**What is required:**
Every entry that follows needs to be repeated exactly.
[Start of Stored rows]
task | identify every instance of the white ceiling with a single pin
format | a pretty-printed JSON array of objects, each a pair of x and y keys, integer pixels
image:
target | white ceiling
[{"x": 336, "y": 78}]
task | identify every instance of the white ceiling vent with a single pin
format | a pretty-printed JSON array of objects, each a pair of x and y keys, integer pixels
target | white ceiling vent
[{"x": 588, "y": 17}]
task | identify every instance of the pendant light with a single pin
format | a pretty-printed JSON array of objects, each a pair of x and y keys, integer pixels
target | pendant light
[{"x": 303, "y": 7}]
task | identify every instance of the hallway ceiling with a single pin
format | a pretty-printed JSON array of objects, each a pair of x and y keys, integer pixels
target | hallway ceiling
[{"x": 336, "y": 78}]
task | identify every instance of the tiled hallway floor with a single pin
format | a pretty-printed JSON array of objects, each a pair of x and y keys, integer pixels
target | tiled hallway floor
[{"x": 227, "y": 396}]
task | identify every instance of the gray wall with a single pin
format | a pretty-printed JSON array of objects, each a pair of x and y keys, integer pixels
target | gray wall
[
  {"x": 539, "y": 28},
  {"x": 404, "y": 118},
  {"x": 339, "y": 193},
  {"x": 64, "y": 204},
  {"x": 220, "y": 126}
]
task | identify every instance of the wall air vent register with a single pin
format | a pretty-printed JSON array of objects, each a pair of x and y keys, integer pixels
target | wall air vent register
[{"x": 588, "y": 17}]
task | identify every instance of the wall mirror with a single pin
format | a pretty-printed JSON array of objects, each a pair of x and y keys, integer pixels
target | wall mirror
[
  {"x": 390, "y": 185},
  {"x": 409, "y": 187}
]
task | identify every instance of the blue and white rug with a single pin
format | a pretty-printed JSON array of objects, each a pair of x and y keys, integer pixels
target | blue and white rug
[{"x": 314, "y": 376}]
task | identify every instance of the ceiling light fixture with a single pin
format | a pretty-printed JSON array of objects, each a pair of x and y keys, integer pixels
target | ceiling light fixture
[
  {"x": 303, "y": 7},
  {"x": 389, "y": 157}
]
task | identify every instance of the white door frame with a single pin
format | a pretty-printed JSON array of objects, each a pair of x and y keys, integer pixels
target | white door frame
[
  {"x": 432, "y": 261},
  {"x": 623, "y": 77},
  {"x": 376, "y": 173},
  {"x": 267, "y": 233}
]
[End of Stored rows]
**Response to the task:**
task | identify every instance of the white ceiling with a single pin
format | a pretty-printed JSON array of objects, each a pair of x and y keys, integer pixels
image:
target | white ceiling
[{"x": 336, "y": 78}]
task | identify every instance of the white ceiling vent with a single pin
format | a pretty-printed JSON array of objects, each a pair of x and y keys, integer pixels
target | white ceiling vent
[{"x": 588, "y": 17}]
task | identify every instance of the pendant light with a single pin
format | a pretty-printed JSON array of objects, each a pair of x and y keys, integer pixels
target | pendant light
[{"x": 303, "y": 7}]
task | identify every instance of the hallway ceiling with a single pin
format | a pretty-printed JSON array of objects, each a pair of x and y keys, integer pixels
target | hallway ceiling
[{"x": 336, "y": 78}]
task | identify every instance of the tiled hallway floor with a single pin
format | a pretty-printed JSON array of objects, each a pair of x and y keys, integer pixels
target | tiled hallway floor
[{"x": 227, "y": 396}]
task | identify every instance of the gray wall with a single pin
format | a pretty-printed JSON array of objects, each a pair of x and y keys, integer pixels
target | gray wall
[
  {"x": 539, "y": 28},
  {"x": 404, "y": 118},
  {"x": 339, "y": 193},
  {"x": 64, "y": 204},
  {"x": 220, "y": 126}
]
task | identify every instance of the wall air vent register with a single pin
format | a pretty-printed JSON array of objects, each a pair of x and y keys, integer pixels
target | wall air vent register
[{"x": 588, "y": 17}]
task | identify every instance of the wall mirror with a single pin
format | a pretty-printed JSON array of objects, each a pair of x and y keys, integer pixels
target | wall mirror
[
  {"x": 390, "y": 185},
  {"x": 409, "y": 187}
]
task | identify every instance of the blue and white rug with a single pin
format | a pretty-printed JSON array of objects, each a pair of x and y keys, integer pixels
target | blue and white rug
[{"x": 314, "y": 376}]
task | identify every instance of the ceiling light fixture with a single pin
format | a pretty-printed JSON array of objects, each a pair of x and y keys, integer pixels
target | ceiling light fixture
[
  {"x": 303, "y": 7},
  {"x": 389, "y": 157}
]
task | identify every instance of the white door frame with a single pin
format | a pretty-printed JSON array of objects, each a pair of x and y keys, integer pixels
target | white door frame
[
  {"x": 432, "y": 261},
  {"x": 623, "y": 77},
  {"x": 376, "y": 173},
  {"x": 267, "y": 233}
]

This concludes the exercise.